--- The data Enclosed Below ---
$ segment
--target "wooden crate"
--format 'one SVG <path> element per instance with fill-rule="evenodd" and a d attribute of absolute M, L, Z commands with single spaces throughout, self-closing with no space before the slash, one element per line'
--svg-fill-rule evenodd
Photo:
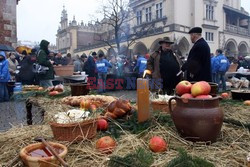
--- End of Enclosed The data ---
## The problem
What's needed is an exact copy of every entry, minus the pictures.

## Answer area
$ segment
--target "wooden crate"
--format 'one SVG <path> element per instance with fill-rule="evenodd" and a d attribute of absolute M, L, Z commands with single spaces throughout, self-closing with no space before the slash, one element per line'
--svg-fill-rule evenodd
Photo:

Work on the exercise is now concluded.